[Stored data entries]
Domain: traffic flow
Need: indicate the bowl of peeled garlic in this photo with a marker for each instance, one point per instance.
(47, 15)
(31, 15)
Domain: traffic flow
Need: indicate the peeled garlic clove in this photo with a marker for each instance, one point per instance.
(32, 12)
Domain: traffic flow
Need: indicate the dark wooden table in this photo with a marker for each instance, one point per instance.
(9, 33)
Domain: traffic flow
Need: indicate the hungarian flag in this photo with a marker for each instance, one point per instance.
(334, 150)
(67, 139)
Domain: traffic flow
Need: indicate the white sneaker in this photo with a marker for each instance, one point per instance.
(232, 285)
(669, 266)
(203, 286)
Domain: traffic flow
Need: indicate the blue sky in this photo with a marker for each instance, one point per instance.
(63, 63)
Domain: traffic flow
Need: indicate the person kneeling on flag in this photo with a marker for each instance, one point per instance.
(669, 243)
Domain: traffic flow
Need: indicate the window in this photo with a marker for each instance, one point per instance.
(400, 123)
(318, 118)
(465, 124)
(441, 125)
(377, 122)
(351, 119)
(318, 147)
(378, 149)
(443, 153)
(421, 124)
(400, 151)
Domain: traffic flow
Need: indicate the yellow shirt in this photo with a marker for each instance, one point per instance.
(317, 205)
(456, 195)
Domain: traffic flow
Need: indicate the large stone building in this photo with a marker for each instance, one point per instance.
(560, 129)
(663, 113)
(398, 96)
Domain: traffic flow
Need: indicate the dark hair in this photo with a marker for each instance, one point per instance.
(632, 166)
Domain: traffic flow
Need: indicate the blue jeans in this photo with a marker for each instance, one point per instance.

(Your goal): Output every line from the records, exactly as written.

(Answer to this problem):
Domain: traffic flow
Need: indicate the bowl of peeled garlic in this photo with a marker for each instance, one point per instance.
(47, 15)
(31, 15)
Domain: traffic flow
Need: indicate the peeled garlic clove in this photo with a marker for each instance, one point per instance.
(32, 12)
Domain: traffic flow
Need: indicate the dark wooden table in this photo with a marker for each instance, one point per instance.
(9, 33)
Domain: traffic flow
Need: indicate the hungarian flag in this photo with a marker for each instance, one point per instance.
(334, 150)
(67, 139)
Domain: traffic flow
Need: indicate the white sneaker in this photo with a marker for each instance, one point per instance.
(232, 285)
(669, 266)
(203, 286)
Domain: traffic flow
Need: indicate the blue sky in this photo with a marker for each instance, one point per instance.
(63, 63)
Domain: traffic flow
Need: indicate the person kneeling on flag in this photo with a marker for each instance, one point per instance.
(669, 243)
Domain: traffic flow
Need: indicate the window in this photo with a marker for each instance, one point per instance.
(400, 123)
(318, 118)
(465, 124)
(441, 125)
(377, 122)
(351, 119)
(318, 147)
(378, 149)
(443, 153)
(421, 124)
(400, 151)
Domain: traffic flow
Need: indicate the yellow shirt in this photo with a marker for each instance, one point per instance.
(317, 205)
(456, 195)
Domain: traffic flow
Need: indicate the large stone building in this photo with a marker for each instance, one point per instance.
(560, 129)
(663, 113)
(398, 96)
Domain: traffic flow
Need: indicate the dark hair in this photo with a marker for each instance, one point per instance.
(632, 166)
Domain: traffic flow
Need: indicate the blue jeans in this photo with a marker for each instance, one point per instance.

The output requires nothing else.